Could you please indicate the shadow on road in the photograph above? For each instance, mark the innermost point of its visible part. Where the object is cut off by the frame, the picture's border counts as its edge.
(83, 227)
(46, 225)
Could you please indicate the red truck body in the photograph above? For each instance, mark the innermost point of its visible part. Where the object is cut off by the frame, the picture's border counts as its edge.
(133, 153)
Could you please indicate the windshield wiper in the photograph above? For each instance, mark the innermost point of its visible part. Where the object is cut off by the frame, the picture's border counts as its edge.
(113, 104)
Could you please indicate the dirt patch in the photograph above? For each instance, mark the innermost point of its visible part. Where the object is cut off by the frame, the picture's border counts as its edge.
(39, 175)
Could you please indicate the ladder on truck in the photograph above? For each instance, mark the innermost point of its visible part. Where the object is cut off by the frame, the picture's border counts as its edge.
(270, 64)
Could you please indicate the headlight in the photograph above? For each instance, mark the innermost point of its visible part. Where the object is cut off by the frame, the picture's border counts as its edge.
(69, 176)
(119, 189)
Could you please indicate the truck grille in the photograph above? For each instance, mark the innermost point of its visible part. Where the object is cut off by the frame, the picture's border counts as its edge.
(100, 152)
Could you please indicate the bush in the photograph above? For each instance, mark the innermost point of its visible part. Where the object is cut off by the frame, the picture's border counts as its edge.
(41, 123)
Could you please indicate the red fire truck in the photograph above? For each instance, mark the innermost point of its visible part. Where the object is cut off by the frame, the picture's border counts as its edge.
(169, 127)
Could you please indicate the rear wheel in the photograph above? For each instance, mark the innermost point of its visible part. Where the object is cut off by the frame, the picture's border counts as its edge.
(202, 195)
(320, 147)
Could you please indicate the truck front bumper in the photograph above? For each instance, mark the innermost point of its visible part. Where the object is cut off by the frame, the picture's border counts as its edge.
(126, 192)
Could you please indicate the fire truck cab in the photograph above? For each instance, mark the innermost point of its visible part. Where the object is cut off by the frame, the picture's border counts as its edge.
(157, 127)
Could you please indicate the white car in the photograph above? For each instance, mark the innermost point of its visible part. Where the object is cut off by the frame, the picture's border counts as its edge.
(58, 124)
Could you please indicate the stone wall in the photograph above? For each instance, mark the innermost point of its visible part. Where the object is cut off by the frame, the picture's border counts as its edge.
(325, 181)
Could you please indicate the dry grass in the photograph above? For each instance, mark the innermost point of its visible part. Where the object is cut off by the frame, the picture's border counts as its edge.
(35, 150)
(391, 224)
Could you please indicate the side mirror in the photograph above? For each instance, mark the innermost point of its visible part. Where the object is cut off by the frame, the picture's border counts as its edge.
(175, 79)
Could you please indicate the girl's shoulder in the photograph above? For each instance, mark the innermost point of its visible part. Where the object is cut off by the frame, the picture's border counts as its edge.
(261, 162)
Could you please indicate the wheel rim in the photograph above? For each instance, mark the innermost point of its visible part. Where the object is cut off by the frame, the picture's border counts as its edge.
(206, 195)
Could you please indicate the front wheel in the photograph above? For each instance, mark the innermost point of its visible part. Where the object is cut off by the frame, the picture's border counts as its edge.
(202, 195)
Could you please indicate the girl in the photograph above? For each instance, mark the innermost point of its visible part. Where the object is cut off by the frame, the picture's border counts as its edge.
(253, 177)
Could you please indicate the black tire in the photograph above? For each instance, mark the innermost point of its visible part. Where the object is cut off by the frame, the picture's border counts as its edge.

○ ○ ○ ○ ○ ○ ○

= Aim of the exercise =
Repeat the records above exactly as they appear.

= Written response =
Could you please indicate the shadow on road in the photograph above? For each instance, mark the innermost point of its visible part. Where the object is cut off by the frame, the picture's border counts as its edge.
(83, 227)
(46, 225)
Could you please indicate the red truck body in the photograph above? For each instance, mark the innermost point of its visible part. Where the object is cut off by the frame, the picture's border counts as its edge.
(133, 153)
Could you please indicate the windshield wiper in the photograph above? For each instance, mark the innermost point of its visible part. Where the object is cut off by the frame, the picture's border counts as its edge.
(113, 104)
Could you please indicate the dirt patch in the photograph above? For each instance, mark the innermost point of its visible part. Where the object is cut off by the frame, the picture's border counts as its edge.
(39, 175)
Could you please indicate the ladder on truck in the photograph above? For each instance, mark the innermost point of its visible part. Where the object is cut off by the frame, the picture's border counts as its edge.
(270, 64)
Could you please indicate the headlight in the photograph above? For each instance, mark the innermost point of its visible part. Where the object is cut off by the frame, the picture's border counts as its edge.
(69, 176)
(119, 189)
Could you please indicate the truck grille in the photograph above? For each instance, mark the innermost point of its visible part. Where the object is cut off by the frame, the picture's border counts as its edge.
(100, 152)
Could you please indicate the bush in the photograph above? For each instance, mark the innermost point of its visible part. Where the object is cut off by the frame, the picture's border counts as its edge.
(41, 123)
Could you please indicate the red fire truck in the photograph above? For each instance, mark the innermost point of its visible part. Where the object is cut off by the frame, the picture's border counts as its edge.
(169, 127)
Could you please indicate the rear wheel in the photograph above? For each instance, mark the innermost point of its visible part. Where the object is cut off by the frame, the picture's border counts as its edge.
(202, 195)
(320, 147)
Could you please indicate the truck front bumper in the photograph above? For each instance, mark the innermost point of its visible part. Where the object is cut off by the frame, the picture's border counts as its edge.
(126, 192)
Could you please indicate the fire truck cab in the photograph above? For each instance, mark the innermost point of its visible part. Where the object is cut off by the frame, the picture's border counts as its edge.
(157, 127)
Could you please indicate the white car in the photograph above? For each instance, mark the innermost point of its visible part. Where the object is cut off by the frame, the picture's border counts as its edge.
(58, 124)
Could you please indicate the stone wall in the photograph above? For each instance, mark the innermost point of its visible part. Where the object is cut off by the frame, the picture's border counts as its edge.
(325, 181)
Could you please indicate the dry grass in the photograph above? For each instance, mark the innermost point of its visible part. Where the object is cut off by the frame, the picture's border counts as its edge.
(35, 150)
(391, 224)
Could you please indicate the side mirror in the photograph above? For each instance, mark the innermost point of its visible part. Where the object is cut off by the frame, the picture's border counts as its edge.
(175, 79)
Could you please indicate the girl's shoulder in the photograph above? For each instance, mark the innermost point of its visible part. Where the object is cut off by the frame, the picture's border counts as its edge.
(261, 162)
Could you please indicate the wheel rim in the photograph above? For each instance, mark the innermost point of its visible part. Where the object is cut off by the frame, the picture's border counts as its edge.
(206, 195)
Could you please indicate the front wheel in the photograph above? For each instance, mark the innermost point of its visible part. Where the object is cut off by the frame, the picture's border counts as its edge.
(202, 195)
Could you please indicate the girl in the photograph above? For each instance, mark the innermost point of its visible part. Where the object is cut off by the frame, the picture's border counts as its edge.
(253, 177)
Could you please indicate the black tire in the photograph above? For each instance, mark the innermost point of its visible part. Where the object is cut off by the frame, the picture's border counts as its edge.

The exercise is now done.